### Given passage:
########################################

And did we mention how easy it is to actually upload your album? Our album creation process is dead simple and once your music is uploaded, your album will be ready to sell in a matter of minutes.

How much does Kicktone charge?

Right now we're completely free to use during our beta period. When a fan buys your album, 100% of the sale goes directly to your PayPal account without passing through Kicktone at all. In the future we'll be charging 15% of each sale to cover the cost of hosting and distributing your music, and to help you with promotion and fan engagement. As always, we'd love to hear your feedback.

How much does an album cost?

We let you set the price for the albums you upload. It's only fair, after all - you made the music. We usually find that $7 is a great starting price, but it's totally up to you. If you have fans who are happy to pay a lot more than that to download your tracks, then go for it, but don't price yourself out of the market. Remember, success in music is about how many people get to hear the sounds you're making.

Oh, and another thing. The cost of an album is only a minimum cost. Fans can choose to pay more for the album if they really like it and they really believe in you. As Amanda Palmer keeps on proving, if you have a good relationship with your fans they'll support you in everything you do, so don't be afraid to ask fans to pitch in a few extra dollars if they like what you're doing. Musicians have to eat too, you know.

Why do you let people stream the whole track?

A lot of artists, especially at the start, make the fatal flaw of trying to stop people from listening to their music. Even as you're reading that sentence, you recognise how stupid that sounds, right? But that's exactly what you're doing if you offer music consumers nothing more than 30 second snippets.

########################################

### Extracted records:
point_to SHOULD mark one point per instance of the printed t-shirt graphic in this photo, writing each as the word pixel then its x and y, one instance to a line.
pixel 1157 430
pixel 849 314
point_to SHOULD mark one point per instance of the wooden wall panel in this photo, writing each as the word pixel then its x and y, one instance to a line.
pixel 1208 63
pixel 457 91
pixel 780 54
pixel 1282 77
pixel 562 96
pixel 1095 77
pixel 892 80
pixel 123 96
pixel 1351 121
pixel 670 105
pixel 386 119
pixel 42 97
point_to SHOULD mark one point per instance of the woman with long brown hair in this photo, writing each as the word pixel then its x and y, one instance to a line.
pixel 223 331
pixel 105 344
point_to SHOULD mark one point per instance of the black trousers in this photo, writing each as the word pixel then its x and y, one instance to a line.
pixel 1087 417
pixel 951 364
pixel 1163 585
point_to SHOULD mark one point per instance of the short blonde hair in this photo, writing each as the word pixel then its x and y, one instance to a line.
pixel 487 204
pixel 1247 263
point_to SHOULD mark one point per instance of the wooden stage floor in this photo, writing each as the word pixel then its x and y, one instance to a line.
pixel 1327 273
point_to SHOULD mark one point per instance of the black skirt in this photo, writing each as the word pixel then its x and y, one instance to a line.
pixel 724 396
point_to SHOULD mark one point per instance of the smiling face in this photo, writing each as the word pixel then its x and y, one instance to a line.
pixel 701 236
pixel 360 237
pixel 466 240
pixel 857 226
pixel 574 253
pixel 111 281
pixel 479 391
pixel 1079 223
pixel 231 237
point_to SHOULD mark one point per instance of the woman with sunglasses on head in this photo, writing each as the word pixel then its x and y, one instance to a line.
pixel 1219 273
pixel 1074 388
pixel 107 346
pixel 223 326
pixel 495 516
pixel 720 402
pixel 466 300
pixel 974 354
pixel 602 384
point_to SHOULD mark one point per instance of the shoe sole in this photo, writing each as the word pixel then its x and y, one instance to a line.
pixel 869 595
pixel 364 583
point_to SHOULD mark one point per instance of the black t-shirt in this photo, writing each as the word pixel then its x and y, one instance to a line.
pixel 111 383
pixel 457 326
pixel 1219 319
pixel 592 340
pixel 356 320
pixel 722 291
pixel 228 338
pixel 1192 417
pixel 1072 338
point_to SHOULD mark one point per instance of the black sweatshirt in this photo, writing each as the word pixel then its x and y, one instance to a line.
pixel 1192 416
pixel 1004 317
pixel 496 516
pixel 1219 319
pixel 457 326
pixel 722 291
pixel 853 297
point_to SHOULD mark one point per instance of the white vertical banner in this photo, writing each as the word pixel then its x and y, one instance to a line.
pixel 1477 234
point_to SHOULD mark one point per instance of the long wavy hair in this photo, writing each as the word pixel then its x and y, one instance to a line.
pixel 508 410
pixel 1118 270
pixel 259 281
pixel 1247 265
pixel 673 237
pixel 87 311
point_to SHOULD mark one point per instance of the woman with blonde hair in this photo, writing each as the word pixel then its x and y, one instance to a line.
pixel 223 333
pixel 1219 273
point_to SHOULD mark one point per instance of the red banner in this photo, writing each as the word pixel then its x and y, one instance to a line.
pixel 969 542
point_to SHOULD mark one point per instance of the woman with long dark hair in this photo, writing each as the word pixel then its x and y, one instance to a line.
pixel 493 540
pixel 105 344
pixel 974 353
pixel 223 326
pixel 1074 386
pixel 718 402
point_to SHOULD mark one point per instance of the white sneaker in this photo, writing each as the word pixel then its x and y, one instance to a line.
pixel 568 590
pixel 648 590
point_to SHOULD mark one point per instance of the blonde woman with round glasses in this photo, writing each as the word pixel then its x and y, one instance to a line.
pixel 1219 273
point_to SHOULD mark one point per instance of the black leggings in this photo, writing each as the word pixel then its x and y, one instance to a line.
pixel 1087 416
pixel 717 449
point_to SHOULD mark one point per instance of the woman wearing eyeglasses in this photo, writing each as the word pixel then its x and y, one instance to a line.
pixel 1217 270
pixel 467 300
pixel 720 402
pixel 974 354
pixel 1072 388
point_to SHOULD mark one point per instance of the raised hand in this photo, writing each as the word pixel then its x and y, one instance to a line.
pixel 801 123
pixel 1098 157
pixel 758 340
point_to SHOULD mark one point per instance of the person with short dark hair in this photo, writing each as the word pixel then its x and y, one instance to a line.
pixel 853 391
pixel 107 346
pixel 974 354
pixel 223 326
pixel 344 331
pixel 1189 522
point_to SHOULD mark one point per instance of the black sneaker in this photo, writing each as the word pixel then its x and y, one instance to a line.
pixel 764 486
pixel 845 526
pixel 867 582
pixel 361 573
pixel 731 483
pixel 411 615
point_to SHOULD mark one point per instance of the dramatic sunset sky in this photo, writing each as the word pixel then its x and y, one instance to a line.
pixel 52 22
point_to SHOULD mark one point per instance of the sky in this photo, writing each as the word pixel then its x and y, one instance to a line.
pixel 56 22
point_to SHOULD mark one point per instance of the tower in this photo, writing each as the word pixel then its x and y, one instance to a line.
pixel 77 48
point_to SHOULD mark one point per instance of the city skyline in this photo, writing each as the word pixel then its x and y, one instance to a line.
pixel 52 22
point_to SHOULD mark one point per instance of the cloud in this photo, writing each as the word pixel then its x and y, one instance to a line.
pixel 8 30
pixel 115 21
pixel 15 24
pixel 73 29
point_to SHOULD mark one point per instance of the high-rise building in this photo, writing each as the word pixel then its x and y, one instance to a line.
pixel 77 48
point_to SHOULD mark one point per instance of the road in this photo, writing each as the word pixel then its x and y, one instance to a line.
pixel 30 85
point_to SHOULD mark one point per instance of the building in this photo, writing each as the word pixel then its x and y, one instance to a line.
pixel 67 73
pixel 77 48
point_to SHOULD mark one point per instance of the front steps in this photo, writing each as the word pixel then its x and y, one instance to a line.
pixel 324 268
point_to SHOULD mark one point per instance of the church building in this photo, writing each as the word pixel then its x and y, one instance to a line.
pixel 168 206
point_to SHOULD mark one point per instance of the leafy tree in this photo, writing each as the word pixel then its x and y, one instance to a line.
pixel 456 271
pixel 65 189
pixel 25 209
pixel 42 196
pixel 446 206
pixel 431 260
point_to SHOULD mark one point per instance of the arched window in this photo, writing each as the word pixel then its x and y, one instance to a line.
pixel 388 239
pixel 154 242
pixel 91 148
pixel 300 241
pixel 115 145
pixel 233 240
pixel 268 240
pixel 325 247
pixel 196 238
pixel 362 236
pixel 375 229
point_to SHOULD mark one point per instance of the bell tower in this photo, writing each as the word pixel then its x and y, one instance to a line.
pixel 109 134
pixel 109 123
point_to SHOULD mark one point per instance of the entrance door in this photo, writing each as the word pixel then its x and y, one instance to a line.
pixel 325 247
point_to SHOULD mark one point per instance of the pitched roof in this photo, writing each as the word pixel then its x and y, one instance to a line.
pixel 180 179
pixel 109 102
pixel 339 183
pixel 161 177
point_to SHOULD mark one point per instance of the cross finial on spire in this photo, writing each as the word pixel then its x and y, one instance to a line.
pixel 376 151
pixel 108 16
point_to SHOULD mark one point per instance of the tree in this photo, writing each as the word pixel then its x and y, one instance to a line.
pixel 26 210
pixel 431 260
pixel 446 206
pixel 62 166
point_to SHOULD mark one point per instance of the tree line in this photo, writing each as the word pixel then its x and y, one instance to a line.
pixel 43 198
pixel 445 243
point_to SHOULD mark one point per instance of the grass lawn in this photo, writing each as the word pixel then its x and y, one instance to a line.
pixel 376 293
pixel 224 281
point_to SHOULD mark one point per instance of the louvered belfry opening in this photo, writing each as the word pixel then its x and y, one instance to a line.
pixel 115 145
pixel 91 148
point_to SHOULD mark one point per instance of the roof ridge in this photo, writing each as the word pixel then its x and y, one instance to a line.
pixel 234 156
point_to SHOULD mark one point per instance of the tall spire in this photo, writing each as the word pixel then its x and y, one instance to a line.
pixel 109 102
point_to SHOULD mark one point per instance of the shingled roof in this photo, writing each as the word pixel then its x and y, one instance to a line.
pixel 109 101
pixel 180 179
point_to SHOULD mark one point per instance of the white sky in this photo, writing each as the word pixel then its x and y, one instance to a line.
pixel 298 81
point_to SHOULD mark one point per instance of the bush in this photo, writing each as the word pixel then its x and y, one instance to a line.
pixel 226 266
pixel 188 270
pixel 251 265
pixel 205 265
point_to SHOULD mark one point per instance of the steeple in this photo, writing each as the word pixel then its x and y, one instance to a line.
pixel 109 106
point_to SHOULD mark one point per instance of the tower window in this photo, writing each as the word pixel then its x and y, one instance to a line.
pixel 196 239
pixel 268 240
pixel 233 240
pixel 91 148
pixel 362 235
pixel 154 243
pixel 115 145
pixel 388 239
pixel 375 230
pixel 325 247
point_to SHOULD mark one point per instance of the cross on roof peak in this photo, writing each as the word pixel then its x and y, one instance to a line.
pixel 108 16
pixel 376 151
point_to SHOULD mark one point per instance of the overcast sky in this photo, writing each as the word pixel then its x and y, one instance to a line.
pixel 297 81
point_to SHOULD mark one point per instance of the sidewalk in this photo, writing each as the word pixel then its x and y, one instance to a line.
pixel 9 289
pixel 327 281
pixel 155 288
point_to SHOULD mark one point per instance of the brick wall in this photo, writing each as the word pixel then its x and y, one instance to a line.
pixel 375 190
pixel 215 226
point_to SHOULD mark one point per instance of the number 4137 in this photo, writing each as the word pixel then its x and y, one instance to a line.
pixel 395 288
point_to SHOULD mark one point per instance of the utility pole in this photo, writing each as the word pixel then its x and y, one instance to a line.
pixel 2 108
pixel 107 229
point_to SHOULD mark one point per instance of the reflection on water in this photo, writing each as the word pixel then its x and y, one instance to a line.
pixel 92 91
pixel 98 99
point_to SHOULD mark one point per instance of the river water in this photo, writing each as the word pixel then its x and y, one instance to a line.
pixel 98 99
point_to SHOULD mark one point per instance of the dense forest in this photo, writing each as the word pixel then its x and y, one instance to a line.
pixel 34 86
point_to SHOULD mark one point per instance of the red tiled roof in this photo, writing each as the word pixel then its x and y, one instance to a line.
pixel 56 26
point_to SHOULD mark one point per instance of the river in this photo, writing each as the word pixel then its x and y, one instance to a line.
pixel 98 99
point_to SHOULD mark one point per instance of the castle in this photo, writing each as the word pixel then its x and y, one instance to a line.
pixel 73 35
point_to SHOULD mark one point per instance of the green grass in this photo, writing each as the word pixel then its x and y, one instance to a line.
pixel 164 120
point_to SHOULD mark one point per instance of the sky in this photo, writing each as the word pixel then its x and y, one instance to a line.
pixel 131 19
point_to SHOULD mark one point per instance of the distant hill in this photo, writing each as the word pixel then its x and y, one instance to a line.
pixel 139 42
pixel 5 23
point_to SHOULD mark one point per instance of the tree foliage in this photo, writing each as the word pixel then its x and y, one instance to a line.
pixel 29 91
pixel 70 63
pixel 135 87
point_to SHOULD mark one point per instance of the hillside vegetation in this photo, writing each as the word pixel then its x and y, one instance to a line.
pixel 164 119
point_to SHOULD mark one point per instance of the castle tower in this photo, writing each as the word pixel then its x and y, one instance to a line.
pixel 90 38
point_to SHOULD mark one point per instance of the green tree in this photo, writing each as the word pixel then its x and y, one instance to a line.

########################################

### Exercise description:
Resume the Kicktone FAQ above after its last sentence, carrying on the answer to why listeners may stream whole tracks.

### Solved problem:
People who buy music don't hear 30 seconds of a track and decide the whole album is worth paying for. Music doesn't work that way, it's never worked that way. You have to hear music first, a whole bunch of times, and then fall in love with it before you'll part with some cash to make it your own.

If you don't give music consumers a chance to hear your music, you're hurting your chances of actually selling them a copy. Existing fans who might have bought some of your stuff in the past get annoyed and you lose their trust, and new listeners never get a chance to become fans because buying an album based on a 30 second sound-bite is risky, and they'd rather spend their money on something they know - like other music they've heard a bunch of times.

If you want people to buy your music, let them hear it first. Trust us, it's the only way it works.

What's your take on DRM?

We're a DRM-free zone, and we always will be.

Look, we're not worried about pirates. People who pirate music are jerks who weren't going to buy your album in the first place, so the only people who get harmed by DRM are the people who actually buy it, and pissing off your fans isn't a good way to get ahead.

Instead, take advantage of the natural DRM that's built into every good person - maintain a close and meaningful relationship with your fans, and they'll understand that it's worth a few bucks to support your work.

What format should I download?

MP3 is the default format and unless you're a hardcore audiophile with thousands of dollars of sound equipment it's the format you'll probably want to use. MP3s work in iTunes, Winamp, Windows Media Player, on your phone - basically everywhere.

If you're one of the hardcore audiophiles mentioned above, we also provide lossless formats like FLAC and ALAC (Apple Lossless), as well as AAC and Ogg Vorbis. For reasons best known to Apple, iTunes doesn't support the FLAC or Ogg Vorbis formats so if you want to download lossless tracks you'll need to choose ALAC.

Got any badges or buttons?

Sure do. Our badges come in three sizes: small, medium, and big. Use this handy form to generate the kind of icon you want to use, and we'll generate a ZIP file containing all three sizes of the variation you've chosen.


You can also download a ZIP containing every size and variation here.

I have more questions!

Contact us any time through Facebook, Twitter, or email and we'll get back to you right away.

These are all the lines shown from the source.